▶ **課題の目標**:
下に示す映画『ザスーラ』の紹介文のうち、「今回は、そんな先行き不安な兄」から「2005年(アメリカ映画)」までを両端も含めて一字一句違えずに書き写してください。

==== 掲載文 ====

映画『ザスーラ』ネタバレ感想。ラスト結末までのあらすじ紹介も

少年時代の冒険は、多感な時期だからこそ何物にも代えがたい貴重な体験です。

家庭内で不和が起き、兄弟関係も喧嘩ばかりで上手くいっていない。

今回は、そんな先行き不安な兄弟が命懸けの冒険を通し、兄弟の絆を再確認していくSF映画『ザスーラ』(2005)のあらすじと魅力をご紹介させていただきます。

映画『ザスーラ』の作品情報


©2005 COLUMBIA PICTURES INDUSTRIES, INC. ALL TYPE RESERVED

【原題】
Zathura

【日本公開】
2005年(アメリカ映画)

【原作】
クリス・ヴァン・オールズバーグ

【監督】
ジョン・ファヴロー

【キャスト】
ジョナ・ボボ、ジョシュ・ハッチャーソン、ダックス・シェパード、クリステン・スチュワート、ティム・ロビンス

【作品概要】
後に「アイアンマン」シリーズを手掛けることになるジョン・ファヴローが2005年に製作したSFファンタジー映画。

兄のウォルターを演じたジョシュ・ハッチャーソンは「ハンガー・ゲーム」シリーズにレギュラー出演し、姉のリサを演じたクリステン・スチュワートは「トワイライト・サーガ」でヒロインに抜擢され話題となりました。

==== データ抜粋 ====

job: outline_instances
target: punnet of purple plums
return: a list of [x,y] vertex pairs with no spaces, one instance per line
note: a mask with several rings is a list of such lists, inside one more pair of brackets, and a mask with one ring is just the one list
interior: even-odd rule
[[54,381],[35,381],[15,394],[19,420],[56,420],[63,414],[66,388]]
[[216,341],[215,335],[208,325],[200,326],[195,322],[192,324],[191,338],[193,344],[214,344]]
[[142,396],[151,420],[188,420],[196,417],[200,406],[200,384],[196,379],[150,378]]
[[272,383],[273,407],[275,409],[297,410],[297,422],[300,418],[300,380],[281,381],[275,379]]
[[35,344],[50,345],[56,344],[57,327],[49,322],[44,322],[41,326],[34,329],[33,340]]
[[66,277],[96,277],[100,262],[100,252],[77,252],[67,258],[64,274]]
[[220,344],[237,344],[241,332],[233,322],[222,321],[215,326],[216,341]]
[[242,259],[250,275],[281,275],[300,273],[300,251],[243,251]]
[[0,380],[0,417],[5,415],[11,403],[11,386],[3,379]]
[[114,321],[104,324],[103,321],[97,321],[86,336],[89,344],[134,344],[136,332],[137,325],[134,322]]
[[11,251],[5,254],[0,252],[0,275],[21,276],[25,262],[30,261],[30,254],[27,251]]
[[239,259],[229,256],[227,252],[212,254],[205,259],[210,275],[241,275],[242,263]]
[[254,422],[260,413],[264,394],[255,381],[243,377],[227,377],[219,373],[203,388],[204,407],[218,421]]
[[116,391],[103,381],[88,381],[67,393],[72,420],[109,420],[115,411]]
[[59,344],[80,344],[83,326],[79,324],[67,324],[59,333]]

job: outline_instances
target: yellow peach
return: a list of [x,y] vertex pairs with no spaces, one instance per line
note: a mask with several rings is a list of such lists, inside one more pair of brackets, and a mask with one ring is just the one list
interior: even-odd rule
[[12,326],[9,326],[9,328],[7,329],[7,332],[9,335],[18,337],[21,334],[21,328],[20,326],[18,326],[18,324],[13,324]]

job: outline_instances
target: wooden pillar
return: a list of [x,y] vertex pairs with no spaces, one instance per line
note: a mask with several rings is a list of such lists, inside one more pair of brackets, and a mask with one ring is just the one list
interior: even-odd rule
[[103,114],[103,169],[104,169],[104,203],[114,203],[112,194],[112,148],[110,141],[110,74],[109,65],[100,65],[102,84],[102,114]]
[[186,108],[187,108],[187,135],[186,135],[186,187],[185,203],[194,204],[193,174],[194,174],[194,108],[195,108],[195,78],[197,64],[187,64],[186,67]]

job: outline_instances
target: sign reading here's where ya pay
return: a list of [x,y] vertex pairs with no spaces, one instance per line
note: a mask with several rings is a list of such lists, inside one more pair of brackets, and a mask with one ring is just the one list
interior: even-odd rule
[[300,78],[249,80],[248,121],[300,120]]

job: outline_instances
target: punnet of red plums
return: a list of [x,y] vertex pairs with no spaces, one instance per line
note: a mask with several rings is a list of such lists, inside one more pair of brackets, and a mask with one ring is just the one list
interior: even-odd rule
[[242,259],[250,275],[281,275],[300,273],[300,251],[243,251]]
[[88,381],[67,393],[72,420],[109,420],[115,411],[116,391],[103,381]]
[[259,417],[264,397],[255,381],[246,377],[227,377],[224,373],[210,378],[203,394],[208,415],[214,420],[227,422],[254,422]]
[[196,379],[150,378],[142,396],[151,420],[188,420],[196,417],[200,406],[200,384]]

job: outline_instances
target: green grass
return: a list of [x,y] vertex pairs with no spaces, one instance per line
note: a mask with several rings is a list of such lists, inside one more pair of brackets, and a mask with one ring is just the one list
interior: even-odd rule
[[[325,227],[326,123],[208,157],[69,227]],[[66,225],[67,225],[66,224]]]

====

▶ **本課題の解答**:
今回は、そんな先行き不安な兄弟が命懸けの冒険を通し、兄弟の絆を再確認していくSF映画『ザスーラ』(2005)のあらすじと魅力をご紹介させていただきます。

映画『ザスーラ』の作品情報


©2005 COLUMBIA PICTURES INDUSTRIES, INC. ALL TYPE RESERVED

【原題】
Zathura

【日本公開】
2005年(アメリカ映画)